PASSAGE TO READ
From Convex hull to the Voronoi algorithm

During the run-up to the 2008 election I had the opportunity to work on a challenging mapping problem, as part of my work for We Also Walk Dogs. Our client MoveOn.org planned to run a multi-state get-out-the-vote field campaign. This kind of campaign involves teams of volunteers going door-to-door having conversations with voters and recording the results. Later the same volunteers will help turn out voters to their polling places.

The early phase of this project focused on picking the areas where the campaign would operate – a process known as turf assignment. The traditional way to do this is to assign work by precinct. We needed a way to display precinct maps visually to aid in picking precincts and assigning them to offices.

You might think that there would be some publicly available resource for precinct maps in a consistent format covering every state. Sadly, this is not the case. In fact, for reasons that escape me to this day precinct maps are carefully guarded secrets controlled at the state level. It is sometimes possible to buy the precinct map for a given state, but not always and certainly not in a single standardized format.

What we did have was the voter file. The voter file is a publicly available list of every voter in every state (almost, nothing is perfect of course). Critically for our purposes it includes both the voter’s address and their precinct. We theorized that we could essentially reverse engineer the precinct maps from the voter file data – essentially defining a precinct as a list of voters in that
precinct and then drawing a shape which enclosed them.

WHAT THIS EXERCISE ASKS
- a) Translate this sentence from the passage on precinct maps into Spanish: "The traditional way to do this is to assign work by precinct."
- b) For each statement, decide whether the passage on precinct maps agrees with it. Answer yes or no and quote the deciding words. (i) The voter file contains each voter's address and precinct. (ii) A precinct map can always be bought for any given state. (iii) The client planning the field campaign was MoveOn.org.
- c) Reproduce the passage on precinct maps word for word, from "From Convex hull" up to and including "them to offices.".

DATASET EXTRACT
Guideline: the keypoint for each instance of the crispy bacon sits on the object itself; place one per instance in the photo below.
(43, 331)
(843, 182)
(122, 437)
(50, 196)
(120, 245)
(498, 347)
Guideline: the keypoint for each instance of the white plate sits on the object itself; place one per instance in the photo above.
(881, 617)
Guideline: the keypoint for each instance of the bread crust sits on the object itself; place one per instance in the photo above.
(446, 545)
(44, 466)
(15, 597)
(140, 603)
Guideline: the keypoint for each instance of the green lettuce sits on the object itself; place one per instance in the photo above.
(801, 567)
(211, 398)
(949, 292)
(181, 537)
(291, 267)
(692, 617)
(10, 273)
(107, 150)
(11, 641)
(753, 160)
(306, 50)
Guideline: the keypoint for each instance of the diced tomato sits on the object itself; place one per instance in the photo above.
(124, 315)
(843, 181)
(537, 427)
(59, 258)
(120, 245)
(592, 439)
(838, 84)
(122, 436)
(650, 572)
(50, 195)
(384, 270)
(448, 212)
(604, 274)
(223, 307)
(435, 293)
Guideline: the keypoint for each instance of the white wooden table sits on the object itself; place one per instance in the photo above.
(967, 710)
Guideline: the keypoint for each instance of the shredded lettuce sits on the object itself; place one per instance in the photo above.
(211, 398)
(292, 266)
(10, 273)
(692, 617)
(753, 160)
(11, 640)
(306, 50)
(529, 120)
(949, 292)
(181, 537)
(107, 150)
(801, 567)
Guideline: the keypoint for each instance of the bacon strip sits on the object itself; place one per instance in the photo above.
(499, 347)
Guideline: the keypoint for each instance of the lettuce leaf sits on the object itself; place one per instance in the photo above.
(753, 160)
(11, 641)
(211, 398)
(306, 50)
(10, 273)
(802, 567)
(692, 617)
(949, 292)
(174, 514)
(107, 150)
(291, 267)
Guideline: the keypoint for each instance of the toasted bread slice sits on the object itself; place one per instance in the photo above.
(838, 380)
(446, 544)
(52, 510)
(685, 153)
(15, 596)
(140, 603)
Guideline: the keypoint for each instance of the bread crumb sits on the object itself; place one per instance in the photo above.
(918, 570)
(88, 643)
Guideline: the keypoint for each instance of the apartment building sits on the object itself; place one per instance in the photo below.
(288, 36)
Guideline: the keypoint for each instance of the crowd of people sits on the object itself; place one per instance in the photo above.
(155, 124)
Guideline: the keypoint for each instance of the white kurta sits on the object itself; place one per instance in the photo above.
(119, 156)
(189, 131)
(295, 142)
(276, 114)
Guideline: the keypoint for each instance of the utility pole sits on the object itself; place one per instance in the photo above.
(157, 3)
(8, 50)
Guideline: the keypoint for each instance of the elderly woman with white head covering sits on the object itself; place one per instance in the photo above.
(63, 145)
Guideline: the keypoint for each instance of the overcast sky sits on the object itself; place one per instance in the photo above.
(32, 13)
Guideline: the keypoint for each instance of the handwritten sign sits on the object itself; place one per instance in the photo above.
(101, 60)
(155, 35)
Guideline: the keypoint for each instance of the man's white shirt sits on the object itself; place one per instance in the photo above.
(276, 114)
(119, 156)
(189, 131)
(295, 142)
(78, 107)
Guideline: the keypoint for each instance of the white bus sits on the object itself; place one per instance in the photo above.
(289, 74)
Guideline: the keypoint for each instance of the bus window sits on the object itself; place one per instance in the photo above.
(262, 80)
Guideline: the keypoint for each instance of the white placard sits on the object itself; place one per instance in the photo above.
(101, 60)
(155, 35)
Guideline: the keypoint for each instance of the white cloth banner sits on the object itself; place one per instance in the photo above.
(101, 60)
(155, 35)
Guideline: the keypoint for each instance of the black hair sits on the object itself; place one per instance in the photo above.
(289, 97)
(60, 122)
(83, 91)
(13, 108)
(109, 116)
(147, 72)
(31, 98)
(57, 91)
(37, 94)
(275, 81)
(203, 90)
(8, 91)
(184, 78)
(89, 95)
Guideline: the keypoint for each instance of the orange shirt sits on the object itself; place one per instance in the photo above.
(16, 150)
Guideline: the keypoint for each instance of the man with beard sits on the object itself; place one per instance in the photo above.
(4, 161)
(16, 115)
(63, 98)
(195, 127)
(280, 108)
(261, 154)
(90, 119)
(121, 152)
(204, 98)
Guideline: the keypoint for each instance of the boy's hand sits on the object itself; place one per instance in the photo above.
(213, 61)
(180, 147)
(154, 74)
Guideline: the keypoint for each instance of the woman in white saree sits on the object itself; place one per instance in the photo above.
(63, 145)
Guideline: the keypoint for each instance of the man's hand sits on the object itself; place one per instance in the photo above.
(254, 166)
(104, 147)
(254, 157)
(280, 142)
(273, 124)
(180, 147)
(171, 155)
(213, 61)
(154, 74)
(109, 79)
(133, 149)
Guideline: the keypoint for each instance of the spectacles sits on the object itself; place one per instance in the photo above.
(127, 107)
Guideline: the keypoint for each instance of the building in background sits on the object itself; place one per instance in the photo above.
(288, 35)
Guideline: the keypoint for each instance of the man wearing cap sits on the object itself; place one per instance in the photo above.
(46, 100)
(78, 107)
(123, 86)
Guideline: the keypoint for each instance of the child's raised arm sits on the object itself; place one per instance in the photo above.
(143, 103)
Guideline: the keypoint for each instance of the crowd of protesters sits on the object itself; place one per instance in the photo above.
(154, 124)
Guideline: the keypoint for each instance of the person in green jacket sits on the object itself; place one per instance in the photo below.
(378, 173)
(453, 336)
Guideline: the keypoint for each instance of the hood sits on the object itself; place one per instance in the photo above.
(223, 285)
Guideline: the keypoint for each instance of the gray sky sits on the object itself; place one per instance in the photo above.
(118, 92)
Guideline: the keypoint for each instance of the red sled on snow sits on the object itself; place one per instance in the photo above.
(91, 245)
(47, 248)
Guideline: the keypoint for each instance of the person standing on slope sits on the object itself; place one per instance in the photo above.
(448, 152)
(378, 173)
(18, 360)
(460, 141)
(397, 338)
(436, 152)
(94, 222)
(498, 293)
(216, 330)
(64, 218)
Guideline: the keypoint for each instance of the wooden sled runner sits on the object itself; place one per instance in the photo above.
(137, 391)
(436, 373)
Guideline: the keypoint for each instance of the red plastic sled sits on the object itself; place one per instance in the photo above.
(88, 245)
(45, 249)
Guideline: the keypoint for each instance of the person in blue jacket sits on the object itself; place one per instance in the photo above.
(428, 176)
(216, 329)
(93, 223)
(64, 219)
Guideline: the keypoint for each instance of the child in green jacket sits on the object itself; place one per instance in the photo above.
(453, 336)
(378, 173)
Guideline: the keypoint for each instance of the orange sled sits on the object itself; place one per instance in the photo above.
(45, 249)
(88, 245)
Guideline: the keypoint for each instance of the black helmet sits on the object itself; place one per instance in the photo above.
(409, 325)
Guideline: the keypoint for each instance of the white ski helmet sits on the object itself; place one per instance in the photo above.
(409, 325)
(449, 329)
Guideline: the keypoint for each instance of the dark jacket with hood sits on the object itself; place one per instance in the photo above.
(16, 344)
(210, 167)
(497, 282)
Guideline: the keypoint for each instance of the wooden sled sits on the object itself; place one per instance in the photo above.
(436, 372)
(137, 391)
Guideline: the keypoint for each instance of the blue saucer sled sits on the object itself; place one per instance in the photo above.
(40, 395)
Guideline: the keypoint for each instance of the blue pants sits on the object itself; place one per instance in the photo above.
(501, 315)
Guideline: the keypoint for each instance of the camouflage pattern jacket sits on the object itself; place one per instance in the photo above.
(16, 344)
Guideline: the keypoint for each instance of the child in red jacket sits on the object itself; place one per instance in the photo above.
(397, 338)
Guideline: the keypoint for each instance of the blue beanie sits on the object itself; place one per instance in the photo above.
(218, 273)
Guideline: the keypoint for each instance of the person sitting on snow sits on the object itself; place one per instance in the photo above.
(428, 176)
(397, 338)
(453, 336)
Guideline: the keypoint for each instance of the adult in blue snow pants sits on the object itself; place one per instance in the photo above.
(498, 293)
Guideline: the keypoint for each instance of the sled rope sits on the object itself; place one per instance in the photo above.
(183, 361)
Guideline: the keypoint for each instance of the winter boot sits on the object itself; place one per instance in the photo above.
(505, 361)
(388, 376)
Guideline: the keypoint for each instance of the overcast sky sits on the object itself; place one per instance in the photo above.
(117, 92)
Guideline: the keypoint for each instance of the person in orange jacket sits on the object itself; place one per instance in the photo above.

SOLUTIONS FOR EACH TASK
- a) La forma tradicional de hacerlo es asignar el trabajo por distrito electoral.

- b)
(i) Yes: "it includes both the voter’s address and their precinct"
(ii) No: "It is sometimes possible to buy the precinct map for a given state, but not always"
(iii) Yes: "Our client MoveOn.org planned to run a multi-state get-out-the-vote field campaign."

- c)
From Convex hull to the Voronoi algorithm

During the run-up to the 2008 election I had the opportunity to work on a challenging mapping problem, as part of my work for We Also Walk Dogs. Our client MoveOn.org planned to run a multi-state get-out-the-vote field campaign. This kind of campaign involves teams of volunteers going door-to-door having conversations with voters and recording the results. Later the same volunteers will help turn out voters to their polling places.

The early phase of this project focused on picking the areas where the campaign would operate – a process known as turf assignment. The traditional way to do this is to assign work by precinct. We needed a way to display precinct maps visually to aid in picking precincts and assigning them to offices.